------ PROVIDED RECORDS ------

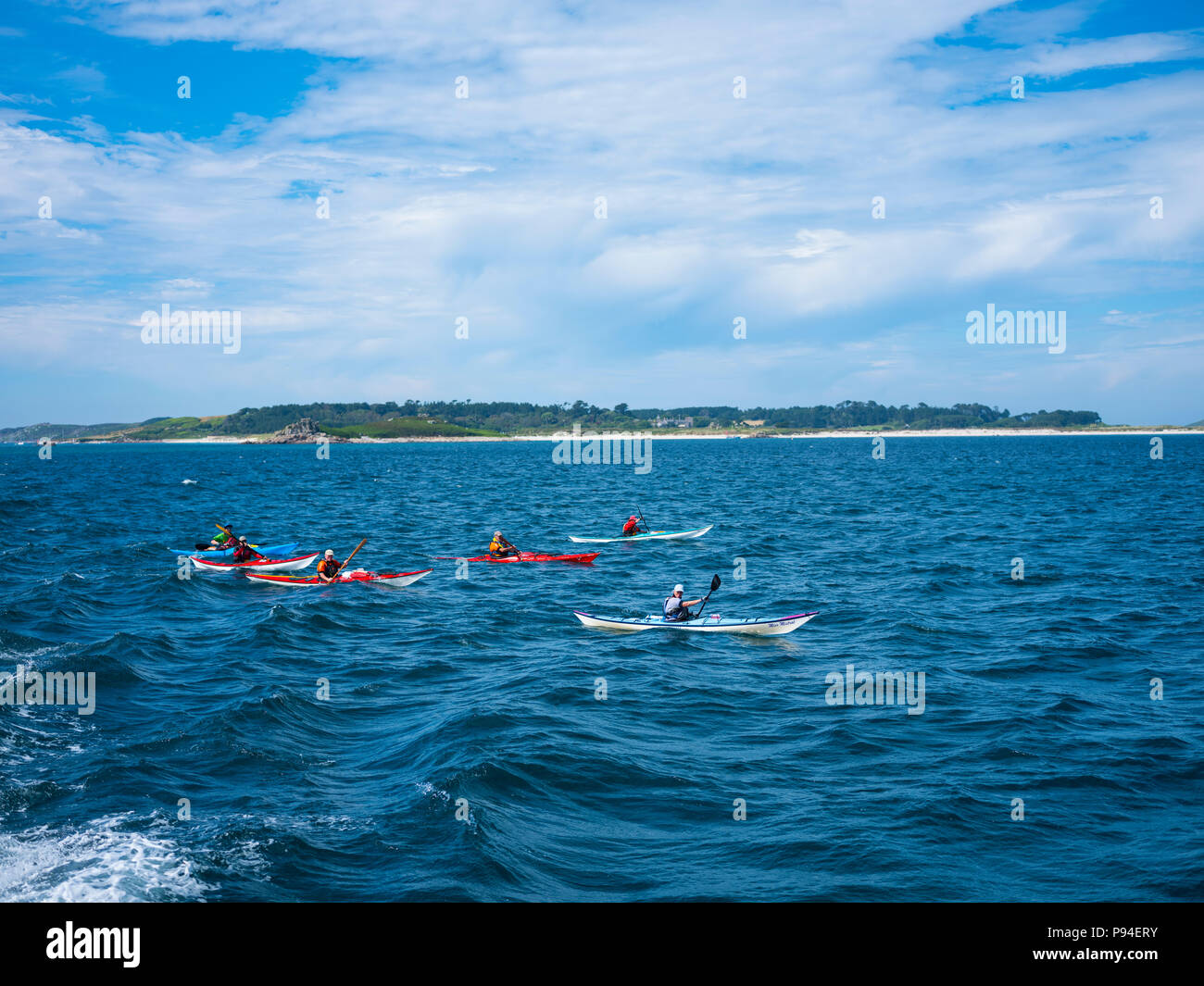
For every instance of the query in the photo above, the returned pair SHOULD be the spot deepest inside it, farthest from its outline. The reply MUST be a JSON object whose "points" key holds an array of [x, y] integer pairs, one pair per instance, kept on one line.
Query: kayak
{"points": [[650, 536], [227, 553], [254, 565], [702, 625], [538, 556], [359, 574]]}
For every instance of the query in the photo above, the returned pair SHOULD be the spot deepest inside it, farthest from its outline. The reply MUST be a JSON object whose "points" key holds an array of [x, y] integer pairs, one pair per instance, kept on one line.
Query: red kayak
{"points": [[537, 556], [359, 574]]}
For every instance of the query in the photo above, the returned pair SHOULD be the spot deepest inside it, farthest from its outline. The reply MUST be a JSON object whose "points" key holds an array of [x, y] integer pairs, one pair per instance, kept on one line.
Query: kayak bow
{"points": [[650, 536], [770, 628]]}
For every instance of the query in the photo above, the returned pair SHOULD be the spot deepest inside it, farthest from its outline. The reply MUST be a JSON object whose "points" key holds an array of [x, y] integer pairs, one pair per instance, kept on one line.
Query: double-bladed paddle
{"points": [[341, 568], [714, 584]]}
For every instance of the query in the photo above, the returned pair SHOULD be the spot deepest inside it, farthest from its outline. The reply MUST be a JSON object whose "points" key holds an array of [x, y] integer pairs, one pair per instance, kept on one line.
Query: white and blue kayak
{"points": [[759, 628], [278, 550], [649, 536]]}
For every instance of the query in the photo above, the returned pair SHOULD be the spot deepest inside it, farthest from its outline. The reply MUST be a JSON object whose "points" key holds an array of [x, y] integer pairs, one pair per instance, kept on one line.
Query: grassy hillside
{"points": [[408, 428]]}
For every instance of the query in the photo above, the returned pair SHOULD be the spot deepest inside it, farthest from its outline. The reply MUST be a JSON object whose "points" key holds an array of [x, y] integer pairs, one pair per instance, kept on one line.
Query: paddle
{"points": [[714, 584], [341, 568], [235, 541]]}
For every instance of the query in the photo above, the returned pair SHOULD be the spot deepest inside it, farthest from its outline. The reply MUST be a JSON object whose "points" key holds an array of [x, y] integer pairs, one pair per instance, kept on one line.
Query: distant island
{"points": [[481, 420]]}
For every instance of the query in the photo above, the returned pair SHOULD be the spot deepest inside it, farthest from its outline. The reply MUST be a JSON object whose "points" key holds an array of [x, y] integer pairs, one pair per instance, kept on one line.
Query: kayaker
{"points": [[218, 544], [328, 568], [675, 608], [500, 548]]}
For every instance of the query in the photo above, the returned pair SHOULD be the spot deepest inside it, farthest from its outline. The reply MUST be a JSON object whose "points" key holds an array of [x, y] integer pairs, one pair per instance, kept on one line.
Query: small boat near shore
{"points": [[751, 626], [395, 580], [288, 548], [650, 536], [254, 565], [583, 559]]}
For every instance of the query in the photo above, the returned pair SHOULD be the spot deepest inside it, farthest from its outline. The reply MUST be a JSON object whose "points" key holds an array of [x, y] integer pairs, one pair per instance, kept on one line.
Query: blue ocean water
{"points": [[483, 689]]}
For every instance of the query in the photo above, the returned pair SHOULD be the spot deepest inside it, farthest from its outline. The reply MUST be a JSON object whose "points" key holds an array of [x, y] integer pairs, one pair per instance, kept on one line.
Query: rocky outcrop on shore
{"points": [[302, 432]]}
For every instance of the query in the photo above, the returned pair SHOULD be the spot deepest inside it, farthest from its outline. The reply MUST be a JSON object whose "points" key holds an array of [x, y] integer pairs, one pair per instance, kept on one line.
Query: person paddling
{"points": [[500, 548], [633, 528], [219, 543], [328, 568], [675, 608]]}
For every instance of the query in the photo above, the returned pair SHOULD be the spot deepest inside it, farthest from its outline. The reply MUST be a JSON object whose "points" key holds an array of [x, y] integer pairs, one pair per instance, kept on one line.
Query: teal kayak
{"points": [[271, 550]]}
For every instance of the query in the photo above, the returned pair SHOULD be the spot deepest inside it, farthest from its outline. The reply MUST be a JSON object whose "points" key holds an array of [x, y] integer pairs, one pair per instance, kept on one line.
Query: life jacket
{"points": [[675, 613]]}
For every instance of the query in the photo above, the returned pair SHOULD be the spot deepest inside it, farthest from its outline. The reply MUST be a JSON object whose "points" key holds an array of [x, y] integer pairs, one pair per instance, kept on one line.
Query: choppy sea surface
{"points": [[464, 750]]}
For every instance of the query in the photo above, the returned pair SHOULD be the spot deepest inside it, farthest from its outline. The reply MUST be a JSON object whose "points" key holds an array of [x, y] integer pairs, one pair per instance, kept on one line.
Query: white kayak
{"points": [[650, 536], [254, 565], [759, 628]]}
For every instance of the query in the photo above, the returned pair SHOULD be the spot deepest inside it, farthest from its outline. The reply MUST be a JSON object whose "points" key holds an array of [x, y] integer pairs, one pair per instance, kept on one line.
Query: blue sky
{"points": [[484, 207]]}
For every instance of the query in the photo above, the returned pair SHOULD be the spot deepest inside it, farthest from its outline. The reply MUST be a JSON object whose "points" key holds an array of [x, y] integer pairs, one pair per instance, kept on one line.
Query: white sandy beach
{"points": [[662, 436]]}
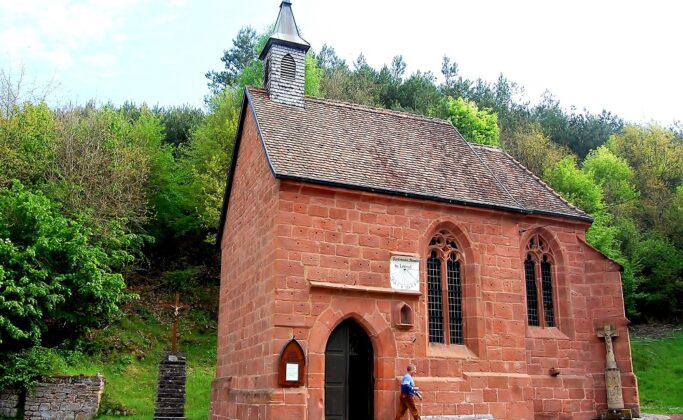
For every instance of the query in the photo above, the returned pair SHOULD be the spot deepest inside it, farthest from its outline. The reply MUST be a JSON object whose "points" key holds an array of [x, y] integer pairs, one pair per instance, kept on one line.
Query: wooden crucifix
{"points": [[177, 307], [615, 399]]}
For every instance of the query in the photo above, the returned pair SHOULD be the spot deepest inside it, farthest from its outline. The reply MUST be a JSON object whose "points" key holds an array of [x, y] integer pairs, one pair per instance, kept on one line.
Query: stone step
{"points": [[169, 413], [171, 381], [170, 399]]}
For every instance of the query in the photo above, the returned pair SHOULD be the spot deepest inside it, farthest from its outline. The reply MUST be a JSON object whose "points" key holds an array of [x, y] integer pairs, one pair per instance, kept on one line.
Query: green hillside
{"points": [[658, 364], [128, 354]]}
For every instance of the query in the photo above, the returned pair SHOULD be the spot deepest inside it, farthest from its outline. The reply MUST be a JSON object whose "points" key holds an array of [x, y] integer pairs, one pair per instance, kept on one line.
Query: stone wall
{"points": [[65, 397], [9, 403]]}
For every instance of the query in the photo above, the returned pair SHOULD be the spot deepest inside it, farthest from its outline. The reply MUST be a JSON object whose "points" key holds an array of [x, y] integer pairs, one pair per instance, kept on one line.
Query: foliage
{"points": [[56, 277], [579, 188], [476, 125], [532, 148], [178, 123], [581, 132], [657, 161], [236, 59], [22, 369], [132, 347], [659, 277], [26, 137], [615, 176], [205, 163], [107, 165]]}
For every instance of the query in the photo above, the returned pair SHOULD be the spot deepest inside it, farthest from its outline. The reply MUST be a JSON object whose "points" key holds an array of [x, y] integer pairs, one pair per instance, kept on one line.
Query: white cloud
{"points": [[56, 31], [101, 60]]}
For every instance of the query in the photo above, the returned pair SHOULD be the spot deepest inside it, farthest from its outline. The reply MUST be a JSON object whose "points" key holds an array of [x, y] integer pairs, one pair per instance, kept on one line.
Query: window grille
{"points": [[538, 263], [444, 291], [547, 286], [454, 301], [531, 291], [434, 299]]}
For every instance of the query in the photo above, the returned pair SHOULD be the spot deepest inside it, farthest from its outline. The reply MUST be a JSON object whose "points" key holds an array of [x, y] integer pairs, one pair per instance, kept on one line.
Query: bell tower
{"points": [[284, 60]]}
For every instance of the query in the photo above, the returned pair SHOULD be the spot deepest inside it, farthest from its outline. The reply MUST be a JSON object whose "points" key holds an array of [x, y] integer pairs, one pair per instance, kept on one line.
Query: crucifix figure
{"points": [[615, 399], [176, 308]]}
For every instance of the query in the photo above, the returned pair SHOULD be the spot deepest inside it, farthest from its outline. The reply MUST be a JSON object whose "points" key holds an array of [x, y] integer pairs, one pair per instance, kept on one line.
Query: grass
{"points": [[128, 355], [658, 364]]}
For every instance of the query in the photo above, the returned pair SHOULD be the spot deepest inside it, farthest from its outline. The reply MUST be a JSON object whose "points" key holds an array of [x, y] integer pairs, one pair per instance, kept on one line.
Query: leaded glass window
{"points": [[444, 290], [538, 274]]}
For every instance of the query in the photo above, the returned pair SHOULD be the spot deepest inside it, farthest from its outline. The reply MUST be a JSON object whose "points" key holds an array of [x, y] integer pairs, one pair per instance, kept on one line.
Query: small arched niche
{"points": [[403, 316], [291, 371]]}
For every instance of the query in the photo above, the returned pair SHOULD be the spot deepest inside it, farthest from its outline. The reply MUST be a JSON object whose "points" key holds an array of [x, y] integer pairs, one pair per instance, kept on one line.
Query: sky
{"points": [[621, 55]]}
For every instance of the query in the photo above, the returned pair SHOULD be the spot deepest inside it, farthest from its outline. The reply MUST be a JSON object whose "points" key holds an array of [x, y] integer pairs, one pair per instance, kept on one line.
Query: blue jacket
{"points": [[408, 385]]}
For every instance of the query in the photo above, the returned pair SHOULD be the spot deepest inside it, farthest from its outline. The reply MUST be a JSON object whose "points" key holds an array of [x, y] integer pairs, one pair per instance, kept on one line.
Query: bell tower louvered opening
{"points": [[288, 68], [284, 60]]}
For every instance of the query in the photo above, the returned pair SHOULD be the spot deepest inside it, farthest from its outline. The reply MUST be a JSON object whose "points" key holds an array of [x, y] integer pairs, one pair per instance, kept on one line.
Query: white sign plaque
{"points": [[292, 372], [404, 273]]}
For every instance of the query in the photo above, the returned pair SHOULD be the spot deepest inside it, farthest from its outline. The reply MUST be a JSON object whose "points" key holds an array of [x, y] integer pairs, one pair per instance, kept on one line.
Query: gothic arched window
{"points": [[444, 290], [539, 282]]}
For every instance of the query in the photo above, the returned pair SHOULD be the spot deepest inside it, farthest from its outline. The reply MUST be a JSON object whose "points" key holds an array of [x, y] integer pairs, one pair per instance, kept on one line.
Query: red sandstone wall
{"points": [[343, 237], [240, 390], [281, 236]]}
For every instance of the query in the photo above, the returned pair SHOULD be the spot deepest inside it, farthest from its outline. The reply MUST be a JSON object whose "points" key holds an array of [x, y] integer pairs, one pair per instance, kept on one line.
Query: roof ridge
{"points": [[359, 107], [500, 183], [543, 183]]}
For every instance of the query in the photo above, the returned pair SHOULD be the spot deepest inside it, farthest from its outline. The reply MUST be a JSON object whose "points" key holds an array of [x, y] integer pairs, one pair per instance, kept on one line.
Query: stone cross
{"points": [[176, 307], [615, 400]]}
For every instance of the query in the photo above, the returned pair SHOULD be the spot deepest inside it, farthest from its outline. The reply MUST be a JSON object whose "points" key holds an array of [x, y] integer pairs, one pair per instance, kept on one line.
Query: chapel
{"points": [[355, 241]]}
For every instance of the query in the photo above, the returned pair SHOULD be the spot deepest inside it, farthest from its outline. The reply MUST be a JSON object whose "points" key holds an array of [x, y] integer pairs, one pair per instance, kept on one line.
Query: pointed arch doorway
{"points": [[349, 374]]}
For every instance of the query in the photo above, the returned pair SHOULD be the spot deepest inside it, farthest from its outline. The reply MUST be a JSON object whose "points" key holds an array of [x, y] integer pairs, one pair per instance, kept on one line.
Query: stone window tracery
{"points": [[538, 273], [444, 290]]}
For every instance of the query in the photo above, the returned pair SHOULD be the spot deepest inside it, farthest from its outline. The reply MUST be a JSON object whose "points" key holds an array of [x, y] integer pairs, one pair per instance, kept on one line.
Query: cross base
{"points": [[616, 414]]}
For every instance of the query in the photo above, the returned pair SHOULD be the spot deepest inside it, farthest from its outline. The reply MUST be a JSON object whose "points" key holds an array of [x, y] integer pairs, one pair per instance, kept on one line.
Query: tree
{"points": [[179, 122], [533, 148], [615, 177], [242, 54], [581, 132], [577, 187], [56, 277], [659, 278], [477, 126], [26, 143], [656, 158]]}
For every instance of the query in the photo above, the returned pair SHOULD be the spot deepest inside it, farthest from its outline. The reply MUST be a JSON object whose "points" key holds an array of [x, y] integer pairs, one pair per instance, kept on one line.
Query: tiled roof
{"points": [[392, 152]]}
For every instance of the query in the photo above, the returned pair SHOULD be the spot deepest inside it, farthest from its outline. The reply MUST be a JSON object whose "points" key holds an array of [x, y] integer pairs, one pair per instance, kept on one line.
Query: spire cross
{"points": [[177, 307]]}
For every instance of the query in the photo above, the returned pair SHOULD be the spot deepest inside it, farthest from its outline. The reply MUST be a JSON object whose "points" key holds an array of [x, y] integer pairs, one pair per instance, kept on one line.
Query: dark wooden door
{"points": [[349, 376]]}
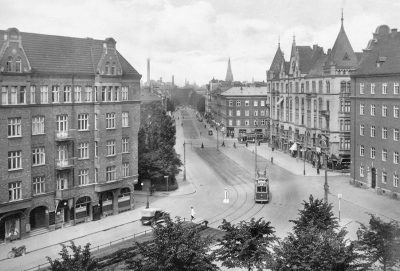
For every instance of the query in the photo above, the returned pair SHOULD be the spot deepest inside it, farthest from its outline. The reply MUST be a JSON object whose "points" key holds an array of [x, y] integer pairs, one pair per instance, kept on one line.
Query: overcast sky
{"points": [[194, 39]]}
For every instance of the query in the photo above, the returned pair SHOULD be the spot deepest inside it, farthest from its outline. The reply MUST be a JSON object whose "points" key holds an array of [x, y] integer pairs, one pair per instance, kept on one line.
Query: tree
{"points": [[177, 246], [380, 242], [79, 260], [317, 242], [246, 245]]}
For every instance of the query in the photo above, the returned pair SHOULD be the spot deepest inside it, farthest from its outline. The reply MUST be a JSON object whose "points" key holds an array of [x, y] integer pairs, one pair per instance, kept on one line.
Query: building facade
{"points": [[69, 154], [375, 119], [244, 110], [310, 100]]}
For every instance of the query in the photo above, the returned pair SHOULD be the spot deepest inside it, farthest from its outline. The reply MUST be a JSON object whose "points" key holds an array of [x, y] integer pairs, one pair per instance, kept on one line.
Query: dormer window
{"points": [[107, 68], [9, 64], [18, 65]]}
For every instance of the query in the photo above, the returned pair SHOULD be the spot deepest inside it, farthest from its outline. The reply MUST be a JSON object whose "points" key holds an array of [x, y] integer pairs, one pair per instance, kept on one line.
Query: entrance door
{"points": [[373, 177]]}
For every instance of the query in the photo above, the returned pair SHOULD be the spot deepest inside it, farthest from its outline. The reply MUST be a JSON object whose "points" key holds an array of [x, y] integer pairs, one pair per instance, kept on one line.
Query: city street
{"points": [[209, 173]]}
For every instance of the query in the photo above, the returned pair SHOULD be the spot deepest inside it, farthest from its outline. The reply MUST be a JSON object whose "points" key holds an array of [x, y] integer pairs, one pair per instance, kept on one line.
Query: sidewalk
{"points": [[292, 164]]}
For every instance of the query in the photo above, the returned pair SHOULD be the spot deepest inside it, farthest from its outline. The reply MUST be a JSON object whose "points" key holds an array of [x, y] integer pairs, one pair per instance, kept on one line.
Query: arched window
{"points": [[107, 68], [18, 65], [9, 64]]}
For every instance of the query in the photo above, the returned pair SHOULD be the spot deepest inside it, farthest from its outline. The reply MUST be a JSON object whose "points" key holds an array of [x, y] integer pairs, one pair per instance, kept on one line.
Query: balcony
{"points": [[64, 135], [64, 163]]}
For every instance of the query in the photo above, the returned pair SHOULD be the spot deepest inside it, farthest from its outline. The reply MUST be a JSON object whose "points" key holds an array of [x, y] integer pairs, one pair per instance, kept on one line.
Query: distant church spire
{"points": [[229, 75]]}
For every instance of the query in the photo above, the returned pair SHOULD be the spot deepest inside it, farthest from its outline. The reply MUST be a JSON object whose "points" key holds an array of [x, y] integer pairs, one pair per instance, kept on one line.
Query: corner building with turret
{"points": [[70, 110], [310, 101]]}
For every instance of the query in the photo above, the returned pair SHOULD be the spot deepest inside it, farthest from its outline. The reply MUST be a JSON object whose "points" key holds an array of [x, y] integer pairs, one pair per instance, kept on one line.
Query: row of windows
{"points": [[384, 111], [17, 94], [38, 123], [247, 122], [385, 132], [384, 177], [39, 154], [396, 156], [383, 87], [39, 183], [247, 103]]}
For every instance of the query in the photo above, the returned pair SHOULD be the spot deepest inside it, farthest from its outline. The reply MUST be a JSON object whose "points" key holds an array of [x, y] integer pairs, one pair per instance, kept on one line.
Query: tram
{"points": [[261, 185]]}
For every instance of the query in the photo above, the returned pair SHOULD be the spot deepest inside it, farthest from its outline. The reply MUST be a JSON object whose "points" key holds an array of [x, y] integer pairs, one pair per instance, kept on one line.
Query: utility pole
{"points": [[184, 160]]}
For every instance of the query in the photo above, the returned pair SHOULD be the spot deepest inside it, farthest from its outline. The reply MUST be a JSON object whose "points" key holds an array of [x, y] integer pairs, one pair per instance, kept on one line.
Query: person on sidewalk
{"points": [[192, 214]]}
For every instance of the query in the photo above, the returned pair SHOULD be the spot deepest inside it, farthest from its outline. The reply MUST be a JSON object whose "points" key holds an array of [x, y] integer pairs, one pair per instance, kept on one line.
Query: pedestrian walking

------

WHAT THE TASK ASKS:
Please find each line in the data above that contains the word "shore" and copy those lines out in full.

FINAL ANSWER:
Query: small boat near shore
Query: rocky outcrop on shore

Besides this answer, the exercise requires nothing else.